"""

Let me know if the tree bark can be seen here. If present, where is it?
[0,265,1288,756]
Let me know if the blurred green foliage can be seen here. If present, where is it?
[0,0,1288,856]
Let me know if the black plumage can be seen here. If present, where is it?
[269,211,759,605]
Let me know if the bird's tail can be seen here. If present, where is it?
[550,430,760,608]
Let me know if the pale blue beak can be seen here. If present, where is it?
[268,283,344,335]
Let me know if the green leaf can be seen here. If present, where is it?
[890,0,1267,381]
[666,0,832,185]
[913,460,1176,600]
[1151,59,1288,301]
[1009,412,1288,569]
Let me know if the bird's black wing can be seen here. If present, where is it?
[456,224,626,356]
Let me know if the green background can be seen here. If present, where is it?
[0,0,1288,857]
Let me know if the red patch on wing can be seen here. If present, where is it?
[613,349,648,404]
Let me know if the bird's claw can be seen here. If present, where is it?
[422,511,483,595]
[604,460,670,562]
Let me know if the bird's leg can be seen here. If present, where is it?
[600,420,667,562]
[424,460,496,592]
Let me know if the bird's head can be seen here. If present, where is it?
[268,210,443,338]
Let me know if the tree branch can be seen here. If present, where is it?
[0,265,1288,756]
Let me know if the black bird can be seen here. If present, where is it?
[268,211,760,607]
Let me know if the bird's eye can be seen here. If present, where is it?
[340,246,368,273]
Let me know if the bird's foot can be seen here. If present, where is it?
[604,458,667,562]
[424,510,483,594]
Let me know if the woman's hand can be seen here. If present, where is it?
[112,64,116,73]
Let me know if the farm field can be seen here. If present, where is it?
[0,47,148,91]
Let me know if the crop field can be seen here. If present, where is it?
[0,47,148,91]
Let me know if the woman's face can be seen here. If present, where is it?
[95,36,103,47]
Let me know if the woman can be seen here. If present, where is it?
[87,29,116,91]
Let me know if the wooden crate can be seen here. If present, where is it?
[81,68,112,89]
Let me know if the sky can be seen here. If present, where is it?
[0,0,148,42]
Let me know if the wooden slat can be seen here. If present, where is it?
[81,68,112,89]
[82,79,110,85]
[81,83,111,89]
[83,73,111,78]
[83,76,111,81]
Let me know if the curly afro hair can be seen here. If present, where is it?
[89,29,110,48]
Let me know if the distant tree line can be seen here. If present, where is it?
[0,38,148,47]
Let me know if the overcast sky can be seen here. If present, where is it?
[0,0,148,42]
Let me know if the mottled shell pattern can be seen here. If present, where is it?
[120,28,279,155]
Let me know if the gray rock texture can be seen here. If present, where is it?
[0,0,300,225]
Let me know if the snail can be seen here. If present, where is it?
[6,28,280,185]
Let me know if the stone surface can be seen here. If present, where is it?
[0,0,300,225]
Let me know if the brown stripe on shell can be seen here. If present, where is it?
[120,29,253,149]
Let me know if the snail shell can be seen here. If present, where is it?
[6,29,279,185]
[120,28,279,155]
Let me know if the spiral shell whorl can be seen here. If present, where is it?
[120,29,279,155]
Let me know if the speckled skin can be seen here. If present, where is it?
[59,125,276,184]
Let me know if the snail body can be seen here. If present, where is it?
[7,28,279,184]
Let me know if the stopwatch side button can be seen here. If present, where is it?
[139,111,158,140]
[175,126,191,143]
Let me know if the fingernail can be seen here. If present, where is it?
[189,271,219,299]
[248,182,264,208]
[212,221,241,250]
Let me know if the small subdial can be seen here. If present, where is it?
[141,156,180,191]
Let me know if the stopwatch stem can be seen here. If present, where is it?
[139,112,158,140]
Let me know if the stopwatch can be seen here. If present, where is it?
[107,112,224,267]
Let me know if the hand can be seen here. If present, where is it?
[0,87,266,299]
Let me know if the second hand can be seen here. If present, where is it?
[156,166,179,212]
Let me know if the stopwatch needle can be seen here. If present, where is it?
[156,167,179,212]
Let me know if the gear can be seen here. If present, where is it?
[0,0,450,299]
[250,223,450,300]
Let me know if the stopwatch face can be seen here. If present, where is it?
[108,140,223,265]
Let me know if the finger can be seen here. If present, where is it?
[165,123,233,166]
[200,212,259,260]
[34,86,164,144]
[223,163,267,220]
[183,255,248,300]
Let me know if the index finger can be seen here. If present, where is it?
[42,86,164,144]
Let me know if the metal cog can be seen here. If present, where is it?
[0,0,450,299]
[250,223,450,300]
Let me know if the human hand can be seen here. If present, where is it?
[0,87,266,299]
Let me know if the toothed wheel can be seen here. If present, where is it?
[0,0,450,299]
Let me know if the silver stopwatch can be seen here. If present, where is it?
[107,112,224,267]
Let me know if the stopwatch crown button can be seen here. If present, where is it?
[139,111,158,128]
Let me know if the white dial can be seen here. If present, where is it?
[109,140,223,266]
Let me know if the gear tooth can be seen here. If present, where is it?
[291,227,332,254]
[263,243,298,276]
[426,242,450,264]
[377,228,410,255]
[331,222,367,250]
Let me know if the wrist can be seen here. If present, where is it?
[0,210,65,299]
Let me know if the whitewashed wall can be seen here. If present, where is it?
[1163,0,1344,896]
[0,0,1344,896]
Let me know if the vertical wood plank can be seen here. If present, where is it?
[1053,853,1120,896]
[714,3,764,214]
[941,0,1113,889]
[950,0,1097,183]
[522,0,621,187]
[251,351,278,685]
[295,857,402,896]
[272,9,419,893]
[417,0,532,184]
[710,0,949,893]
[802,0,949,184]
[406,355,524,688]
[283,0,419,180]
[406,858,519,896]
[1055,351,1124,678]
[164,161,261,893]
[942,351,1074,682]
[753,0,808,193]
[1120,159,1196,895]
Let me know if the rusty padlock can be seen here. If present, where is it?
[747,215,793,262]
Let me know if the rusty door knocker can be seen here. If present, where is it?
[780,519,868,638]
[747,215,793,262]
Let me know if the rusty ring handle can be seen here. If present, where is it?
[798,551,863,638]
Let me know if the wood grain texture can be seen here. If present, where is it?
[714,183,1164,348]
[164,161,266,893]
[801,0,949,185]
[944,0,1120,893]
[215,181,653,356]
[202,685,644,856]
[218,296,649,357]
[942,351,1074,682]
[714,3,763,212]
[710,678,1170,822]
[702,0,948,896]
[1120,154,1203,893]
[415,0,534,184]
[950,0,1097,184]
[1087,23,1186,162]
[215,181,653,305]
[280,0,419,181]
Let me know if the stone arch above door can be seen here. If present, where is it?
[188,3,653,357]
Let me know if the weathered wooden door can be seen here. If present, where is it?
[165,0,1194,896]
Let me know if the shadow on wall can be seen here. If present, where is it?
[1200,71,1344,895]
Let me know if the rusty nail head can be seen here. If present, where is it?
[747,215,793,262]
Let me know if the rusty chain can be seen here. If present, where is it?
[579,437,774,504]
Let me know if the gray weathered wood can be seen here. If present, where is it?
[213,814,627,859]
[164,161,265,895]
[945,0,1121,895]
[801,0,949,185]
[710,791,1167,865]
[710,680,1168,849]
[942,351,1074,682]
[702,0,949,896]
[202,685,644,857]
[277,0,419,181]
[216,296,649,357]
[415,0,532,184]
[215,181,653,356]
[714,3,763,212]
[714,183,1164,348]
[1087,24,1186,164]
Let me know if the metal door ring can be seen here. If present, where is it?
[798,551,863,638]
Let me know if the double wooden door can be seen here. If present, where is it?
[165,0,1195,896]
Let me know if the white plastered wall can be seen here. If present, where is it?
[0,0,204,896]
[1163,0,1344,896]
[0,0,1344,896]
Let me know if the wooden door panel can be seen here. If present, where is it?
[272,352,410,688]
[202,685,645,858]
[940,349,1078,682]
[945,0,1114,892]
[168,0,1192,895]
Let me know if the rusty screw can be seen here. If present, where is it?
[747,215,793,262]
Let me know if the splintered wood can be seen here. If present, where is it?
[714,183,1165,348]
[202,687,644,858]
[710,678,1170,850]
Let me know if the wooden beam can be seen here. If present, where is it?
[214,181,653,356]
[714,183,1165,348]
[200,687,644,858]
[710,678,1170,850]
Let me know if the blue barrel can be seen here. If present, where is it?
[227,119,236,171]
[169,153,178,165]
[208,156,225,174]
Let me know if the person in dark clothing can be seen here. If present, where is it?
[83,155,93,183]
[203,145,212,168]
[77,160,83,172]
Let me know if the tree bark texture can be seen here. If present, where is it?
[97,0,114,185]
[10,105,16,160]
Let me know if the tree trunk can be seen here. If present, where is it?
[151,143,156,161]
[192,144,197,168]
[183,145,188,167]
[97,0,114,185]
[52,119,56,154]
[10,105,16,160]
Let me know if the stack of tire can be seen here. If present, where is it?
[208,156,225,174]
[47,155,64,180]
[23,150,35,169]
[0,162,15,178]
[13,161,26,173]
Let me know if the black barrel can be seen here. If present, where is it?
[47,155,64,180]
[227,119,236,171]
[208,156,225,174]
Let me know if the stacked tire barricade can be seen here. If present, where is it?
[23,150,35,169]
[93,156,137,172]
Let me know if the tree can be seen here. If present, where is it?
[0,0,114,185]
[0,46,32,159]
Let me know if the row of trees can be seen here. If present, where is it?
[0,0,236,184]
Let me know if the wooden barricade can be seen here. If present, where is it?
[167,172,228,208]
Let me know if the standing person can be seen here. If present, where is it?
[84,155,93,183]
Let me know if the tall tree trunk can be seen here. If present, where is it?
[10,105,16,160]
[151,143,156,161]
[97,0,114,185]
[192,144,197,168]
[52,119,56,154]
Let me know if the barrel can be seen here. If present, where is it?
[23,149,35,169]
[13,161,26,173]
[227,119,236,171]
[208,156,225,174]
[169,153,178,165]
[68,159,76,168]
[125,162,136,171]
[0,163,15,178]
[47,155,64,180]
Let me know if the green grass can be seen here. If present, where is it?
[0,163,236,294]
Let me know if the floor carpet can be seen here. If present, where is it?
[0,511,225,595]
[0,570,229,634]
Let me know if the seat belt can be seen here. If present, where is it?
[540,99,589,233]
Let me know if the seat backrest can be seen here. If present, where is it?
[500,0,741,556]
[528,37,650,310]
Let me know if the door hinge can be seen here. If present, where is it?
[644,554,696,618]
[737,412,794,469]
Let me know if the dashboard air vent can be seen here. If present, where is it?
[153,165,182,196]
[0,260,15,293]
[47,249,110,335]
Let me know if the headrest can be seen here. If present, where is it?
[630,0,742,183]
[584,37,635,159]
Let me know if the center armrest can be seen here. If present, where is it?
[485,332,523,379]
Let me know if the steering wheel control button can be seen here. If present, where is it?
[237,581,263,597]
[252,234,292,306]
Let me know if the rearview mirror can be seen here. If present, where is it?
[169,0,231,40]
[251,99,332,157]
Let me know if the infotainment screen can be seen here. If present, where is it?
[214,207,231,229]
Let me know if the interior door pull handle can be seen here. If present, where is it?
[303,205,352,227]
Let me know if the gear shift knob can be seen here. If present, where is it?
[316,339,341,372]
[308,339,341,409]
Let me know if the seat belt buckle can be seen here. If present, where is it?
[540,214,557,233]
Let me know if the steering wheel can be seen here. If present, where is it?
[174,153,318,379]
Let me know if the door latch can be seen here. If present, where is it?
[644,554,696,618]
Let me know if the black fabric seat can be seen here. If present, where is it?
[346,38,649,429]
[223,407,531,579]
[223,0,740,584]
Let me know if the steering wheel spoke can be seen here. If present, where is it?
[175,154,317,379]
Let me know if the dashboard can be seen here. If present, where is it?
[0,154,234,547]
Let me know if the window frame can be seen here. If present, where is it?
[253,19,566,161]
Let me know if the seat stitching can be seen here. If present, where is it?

"""

* [WHAT TO PRODUCE] Copy the data from its first line through the line containing "[268,283,344,335]", with every request left as it is and each bounding-box coordinate in the answers multiplied by 0.55 and rounded to a whole number, halves rounded up.

* [OUTPUT FOR THIS TASK]
Let me know if the tree bark can be seen here. If present, where is it?
[0,146,708,416]
Let me know if the blurred green foliage can be seen here. If present, where is it?
[0,0,708,471]
Let me know if the black plumage can be seen here. If present, where is it?
[148,116,417,333]
Let me know if the bird's tail can be seen here. If present, where is it?
[303,237,418,334]
Let me know if the pale blue beak can be seen here. If present, where is it?
[147,156,189,184]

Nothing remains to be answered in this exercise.